• [EXTRACT TO READ]:
+===+
Europe: the last taboo
You can always trust the Americans, Churchill said, because in the end they will do the right thing, after they have exhausted all the other possibilities. For the last 18 months, Europe has made of this famous phrase its roadmap: it has taken the necessary decisions, but always as a last resort.
Once again, on 21 July, the euro area's leaders proclaimed that what they previously said was unthinkable was in fact necessary. They gave up the pretence that Greece was solvent, agreed to extend more and longer-term loans to it, admitted that excessive interest rates could only make the problem worse, called for private lenders to bear some of the burden, gave a guarantee of continued funding for Greek banks, recognised the need to support growth, and agreed to broaden the scope of the European financial facility, making it a more flexible tool for intervention.
For Germany, France, the European Central Bank and other players in the European game, these about-faces have a cost in terms of reputation, political capital or legal leeway. Although decisions taken on 21 July were wide-ranging enough for everyone to be able to claim success, the players are going to have to explain why red lines were crossed. All no doubt will claim that this is the last time.
Is this true? Have the last taboos been broken? Or will another crisis summit need to be convened soon with even bolder denials and measures?
In the case of Greece, there is real aggiornamento. In place of an equation without a solution, European leaders have substituted another, which no longer seems unsolvable. In deciding to provide cheaper loans and in agreeing to a debt reduction, they have started reducing the burden – though not enough, as far as private lenders are concerned.
+===+
Location identification entries:
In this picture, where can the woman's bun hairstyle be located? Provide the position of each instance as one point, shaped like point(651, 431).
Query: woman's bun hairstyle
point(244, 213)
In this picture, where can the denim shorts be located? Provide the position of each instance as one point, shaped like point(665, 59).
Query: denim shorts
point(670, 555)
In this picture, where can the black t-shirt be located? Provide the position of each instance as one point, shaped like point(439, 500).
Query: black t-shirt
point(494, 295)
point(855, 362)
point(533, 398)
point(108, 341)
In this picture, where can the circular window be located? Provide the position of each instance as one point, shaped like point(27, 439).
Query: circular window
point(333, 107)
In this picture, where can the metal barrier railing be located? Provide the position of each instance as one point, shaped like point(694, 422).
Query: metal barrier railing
+===+
• [WHAT YOU WILL DO]:
1 - In the commentary on Europe's last taboo, to whom is the remark about trusting the Americans attributed?
2 - Write out the passage of the commentary on Europe's last taboo from "For Germany, France, the" to "denials and measures?".

• [EXERCISE SOLUTIONS]:
1 - Churchill

2 -
For Germany, France, the European Central Bank and other players in the European game, these about-faces have a cost in terms of reputation, political capital or legal leeway. Although decisions taken on 21 July were wide-ranging enough for everyone to be able to claim success, the players are going to have to explain why red lines were crossed. All no doubt will claim that this is the last time.
Is this true? Have the last taboos been broken? Or will another crisis summit need to be convened soon with even bolder denials and measures?